[Exercise data]

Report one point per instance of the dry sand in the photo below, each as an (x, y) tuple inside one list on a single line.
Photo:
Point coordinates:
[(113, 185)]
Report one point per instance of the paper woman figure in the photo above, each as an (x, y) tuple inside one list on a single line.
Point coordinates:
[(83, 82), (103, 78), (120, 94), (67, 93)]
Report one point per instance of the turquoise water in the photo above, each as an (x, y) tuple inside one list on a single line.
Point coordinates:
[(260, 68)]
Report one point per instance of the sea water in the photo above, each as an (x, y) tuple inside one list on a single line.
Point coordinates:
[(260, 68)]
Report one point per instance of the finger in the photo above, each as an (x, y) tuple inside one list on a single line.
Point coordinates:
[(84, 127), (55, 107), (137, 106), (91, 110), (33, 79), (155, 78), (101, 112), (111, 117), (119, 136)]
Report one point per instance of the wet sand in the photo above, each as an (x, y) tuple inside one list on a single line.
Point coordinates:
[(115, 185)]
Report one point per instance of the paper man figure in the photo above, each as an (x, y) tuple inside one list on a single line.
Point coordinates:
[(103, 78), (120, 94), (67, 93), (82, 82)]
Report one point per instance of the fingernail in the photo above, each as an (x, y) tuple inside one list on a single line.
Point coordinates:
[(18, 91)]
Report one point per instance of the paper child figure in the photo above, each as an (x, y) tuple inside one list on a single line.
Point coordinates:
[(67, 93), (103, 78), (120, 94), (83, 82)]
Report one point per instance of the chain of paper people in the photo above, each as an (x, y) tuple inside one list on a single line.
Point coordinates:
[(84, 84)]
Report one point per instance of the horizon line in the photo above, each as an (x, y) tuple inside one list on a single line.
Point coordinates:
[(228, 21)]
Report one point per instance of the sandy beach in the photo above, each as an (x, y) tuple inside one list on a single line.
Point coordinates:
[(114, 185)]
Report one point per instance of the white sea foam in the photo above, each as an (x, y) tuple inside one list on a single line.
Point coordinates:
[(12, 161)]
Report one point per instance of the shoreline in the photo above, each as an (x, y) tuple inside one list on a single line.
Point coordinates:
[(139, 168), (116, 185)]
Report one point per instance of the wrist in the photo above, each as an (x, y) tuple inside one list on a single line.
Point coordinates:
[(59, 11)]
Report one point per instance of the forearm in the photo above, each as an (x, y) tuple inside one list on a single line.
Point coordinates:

[/Exercise data]

• Exercise aim: Reproduce the records exactly, keeping every line.

• Reply to the task:
Report one point per instance of the dry sand in the photo below, each as an (x, y) tuple inside one list on a single line.
Photo:
Point coordinates:
[(113, 185)]
Report one point per instance of the paper woman figure in the photo above, each as an (x, y) tuple inside one list on a single line.
Point coordinates:
[(83, 82), (103, 78), (120, 94), (67, 93)]
Report one point per instance of the turquoise water in the photo above, each as an (x, y) tuple inside one list on a single line.
Point coordinates:
[(260, 68)]
Report one point per instance of the sea water in the photo above, each as an (x, y) tuple inside one list on a single line.
Point coordinates:
[(260, 68)]
Report one point per instance of the finger in the photo above, each as an (x, y) tuple inside one list on a single line.
Point coordinates:
[(84, 127), (55, 107), (137, 106), (91, 110), (33, 79), (155, 78), (101, 112), (111, 117), (119, 136)]
Report one point per instance of the wet sand in the photo above, each as an (x, y) tuple inside one list on a single line.
Point coordinates:
[(115, 185)]
Report one point per instance of the paper man figure in the photo above, each as an (x, y) tuple inside one list on a single line.
Point coordinates:
[(103, 78), (120, 94), (67, 93), (82, 82)]
Report one point per instance of the fingernail in the photo above, each as an (x, y) tuple inside one list on a single line.
Point coordinates:
[(18, 91)]
Report one point per instance of the paper child figure in the photo above, each as an (x, y) tuple inside one list on a single line.
Point coordinates:
[(67, 93), (103, 78), (120, 94), (83, 82)]
Report one point per instance of the chain of paper people in the photo above, each as an (x, y) tuple inside one list on a single line.
Point coordinates:
[(84, 84)]
Report one point per instance of the horizon line in the photo above, each as an (x, y) tuple inside one list on a single line.
Point coordinates:
[(228, 21)]
Report one point per instance of the sandy beach in the photo above, each as an (x, y) tuple inside one list on a single line.
Point coordinates:
[(114, 185)]
Report one point per instance of the white sea foam in the photo above, each as an (x, y) tuple inside one list on a single line.
Point coordinates:
[(12, 161)]
Report one point per instance of the shoreline in the photo above, each as an (x, y) tuple inside one list on a single line.
Point coordinates:
[(139, 168), (116, 185)]
Report one point per instance of the wrist in the photo above, each as an (x, y) tuple inside one list on a single line.
Point coordinates:
[(59, 11)]
Report one point per instance of the forearm in the photo above, each as an (x, y) tuple inside one list on a single line.
Point coordinates:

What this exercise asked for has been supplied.